EXERCÍCIO 1:
Transforme em uma lista concisa o parágrafo do texto sobre o eVTOL da Eve que começa com "A certificação do próprio veículo", preservando as informações principais.
EXERCÍCIO 2:
De acordo com o texto sobre o eVTOL da Eve, em que mês e ano a empresa formalizou o pedido de certificação?
EXERCÍCIO 3:
Dê continuidade ao texto sobre o eVTOL da Eve, começando logo após a última frase apresentada.

PÁGINA:

━━━━━━━━━━

A certificação do próprio veículo é um grande desafio junto às entidades regulatórias. Como o segmento é novo, tudo ainda está sendo estabelecido. A ANAC (Agência Nacional de Aviação Civil) precisa validar o modelo para que de fato venha a ser produzido. A Eve formalizou o pedido de certificação em fevereiro de 2022 e há uma expectativa para que seja aprovada em 2025. Como a ANAC possui vários acordos bilaterais, caso venha a ser aceito, será muito mais simples obter certificações em outras regiões do mundo.
Outro ponto é a definição de todo o ecossistema. Alguns aspectos regulatórios, como o controle de espaço aéreo, uma infraestrutura adequada através de pontos estratégicos espalhados pelas cidades para garantir a segurança e viabilidade da operação estão sendo estudados.
O dimensionamento de quais rotas serão viáveis e onde se situarão os “Vertiportos” também está sendo um desafio. A empresa cita que por São Paulo ter uma das maiores frotas de helicópteros do mundo e o eVTOL oferecer um ticket mais acessível, haverá uma grande utilização nessa cidade, além de outros potenciais como Rio de Janeiro e Florianópolis no Brasil e no exterior como Los Angeles, Paris, Tóquio, Londres entre outras.

━━━━━━━━━━

DADOS ARMAZENADOS:
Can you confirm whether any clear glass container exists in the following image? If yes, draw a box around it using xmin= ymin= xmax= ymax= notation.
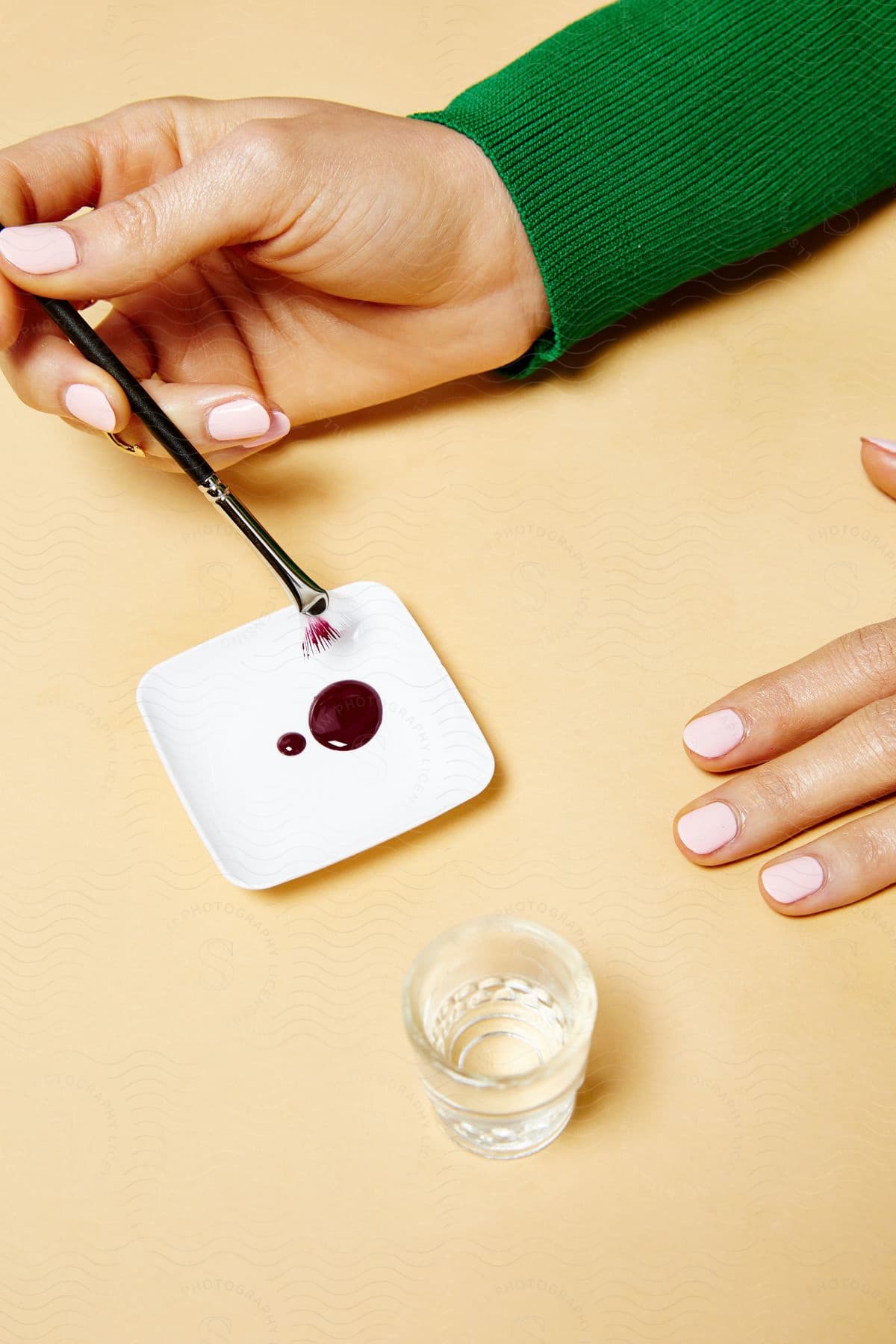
xmin=402 ymin=915 xmax=598 ymax=1159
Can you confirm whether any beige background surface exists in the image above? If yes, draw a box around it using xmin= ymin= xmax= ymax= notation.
xmin=0 ymin=0 xmax=896 ymax=1344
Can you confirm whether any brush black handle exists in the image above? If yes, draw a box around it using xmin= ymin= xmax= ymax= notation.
xmin=0 ymin=225 xmax=215 ymax=485
xmin=34 ymin=294 xmax=214 ymax=485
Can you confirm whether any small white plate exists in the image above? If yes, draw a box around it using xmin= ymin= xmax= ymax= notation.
xmin=137 ymin=582 xmax=494 ymax=891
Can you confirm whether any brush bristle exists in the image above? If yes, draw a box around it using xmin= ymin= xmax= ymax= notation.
xmin=302 ymin=615 xmax=340 ymax=659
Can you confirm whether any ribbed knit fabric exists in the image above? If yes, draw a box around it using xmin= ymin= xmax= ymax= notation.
xmin=414 ymin=0 xmax=896 ymax=378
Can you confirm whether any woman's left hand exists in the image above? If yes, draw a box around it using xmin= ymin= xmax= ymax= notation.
xmin=674 ymin=620 xmax=896 ymax=915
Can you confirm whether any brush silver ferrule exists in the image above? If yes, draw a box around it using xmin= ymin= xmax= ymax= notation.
xmin=199 ymin=473 xmax=329 ymax=615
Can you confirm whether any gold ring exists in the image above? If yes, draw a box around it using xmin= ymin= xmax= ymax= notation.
xmin=108 ymin=432 xmax=146 ymax=457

━━━━━━━━━━

RESULTADO FINAL 1:
- Certificar o veículo junto às entidades regulatórias é um grande desafio, pois o segmento é novo e tudo ainda está sendo estabelecido.
- A ANAC precisa validar o modelo para que ele possa ser produzido.
- A Eve formalizou o pedido de certificação em fevereiro de 2022, e a aprovação é esperada para 2025.
- Como a ANAC tem vários acordos bilaterais, a aprovação tornaria muito mais simples obter certificações em outras regiões do mundo.

RESULTADO FINAL 2:
Em fevereiro de 2022.

RESULTADO FINAL 3:
Em relação a concorrência, outras empresas espalhadas pelo mundo também estão desenvolvendo modelos semelhantes e trarão competitividade para o novo setor, como o caso das americanas Archer Aviation, Joby Aviation, Wisk Aero (controlada pela Boeing), da britânica Vertical Aerospace, das alemãs Litium, Volocopter e da chinesa EHang.
Considerações finais
Podemos perceber que restam muitos desafios para termos esses eVTOLs sendo produzidos e utilizados no dia a dia. No entanto, com o avanço da tecnologia, como softwares de controle de tráfego aéreo, motores movidos a bateria elétrica, a necessidade de emitir uma pegada de carbono menor e de otimizar a mobilidade urbana em grandes cidades, podemos crer que estamos cada vez mais próximos desse novo tipo de modal.
Colocando o tema no âmbito do mercado de capitais, os investidores parecem não estar visualizando esse tipo de modal ser posto em prática tão cedo. A Embraer hoje negocia com um múltiplo menor que seus pares globais. Além disso, existe essa opcionalidade da Eve ser um player relevante nesse novo mercado e com isso destravar bastante valor aos acionistas.
Vamos acompanhar!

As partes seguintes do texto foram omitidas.